> [DIRECTIONS]
Please output the entries below from the line that contains "grass and record the pixel coordinates." through the final line, reproduced exactly and alone.

> [RECORDS SHOWN]

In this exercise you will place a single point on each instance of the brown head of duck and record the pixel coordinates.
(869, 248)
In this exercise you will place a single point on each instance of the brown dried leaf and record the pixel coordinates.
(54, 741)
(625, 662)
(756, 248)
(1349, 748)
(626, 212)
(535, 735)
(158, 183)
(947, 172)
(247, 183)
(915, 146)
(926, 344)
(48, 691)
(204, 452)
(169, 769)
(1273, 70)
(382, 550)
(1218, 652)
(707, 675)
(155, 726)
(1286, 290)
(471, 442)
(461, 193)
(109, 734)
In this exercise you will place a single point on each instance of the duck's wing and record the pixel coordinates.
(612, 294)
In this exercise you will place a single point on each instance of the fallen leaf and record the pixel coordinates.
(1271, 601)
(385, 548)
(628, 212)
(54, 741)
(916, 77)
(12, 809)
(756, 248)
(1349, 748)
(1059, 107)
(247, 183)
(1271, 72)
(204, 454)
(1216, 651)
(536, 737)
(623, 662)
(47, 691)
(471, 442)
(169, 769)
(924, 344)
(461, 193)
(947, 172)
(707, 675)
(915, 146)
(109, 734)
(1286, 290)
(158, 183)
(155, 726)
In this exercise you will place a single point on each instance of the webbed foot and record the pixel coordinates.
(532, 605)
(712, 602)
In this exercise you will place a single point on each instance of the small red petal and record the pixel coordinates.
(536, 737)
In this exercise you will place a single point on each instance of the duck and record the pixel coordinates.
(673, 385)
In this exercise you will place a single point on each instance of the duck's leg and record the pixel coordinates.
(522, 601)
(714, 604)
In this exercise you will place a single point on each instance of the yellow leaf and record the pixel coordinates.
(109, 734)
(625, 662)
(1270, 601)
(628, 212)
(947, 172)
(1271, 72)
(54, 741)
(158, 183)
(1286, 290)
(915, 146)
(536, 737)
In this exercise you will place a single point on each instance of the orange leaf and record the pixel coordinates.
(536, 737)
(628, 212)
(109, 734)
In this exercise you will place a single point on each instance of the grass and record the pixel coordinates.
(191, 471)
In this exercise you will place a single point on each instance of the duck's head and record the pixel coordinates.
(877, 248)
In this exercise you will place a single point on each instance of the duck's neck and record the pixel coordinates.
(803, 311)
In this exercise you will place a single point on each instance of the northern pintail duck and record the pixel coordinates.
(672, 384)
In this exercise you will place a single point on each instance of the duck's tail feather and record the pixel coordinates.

> [RESPONSE TO THE EXERCISE]
In this exercise you will place a single point on each instance of the grass and record the pixel coordinates.
(191, 471)
In this exercise you will place a single point on each instance of the duck's head and record the pixel coordinates.
(877, 248)
In this exercise you will place a single point on each instance of the duck's neck and record the pixel coordinates.
(803, 311)
In this exercise you will place a single point on each instance of the northern pintail duck and record the pixel coordinates.
(672, 384)
In this exercise you will place a single point on each instance of the duck's tail feather and record the pixel coordinates.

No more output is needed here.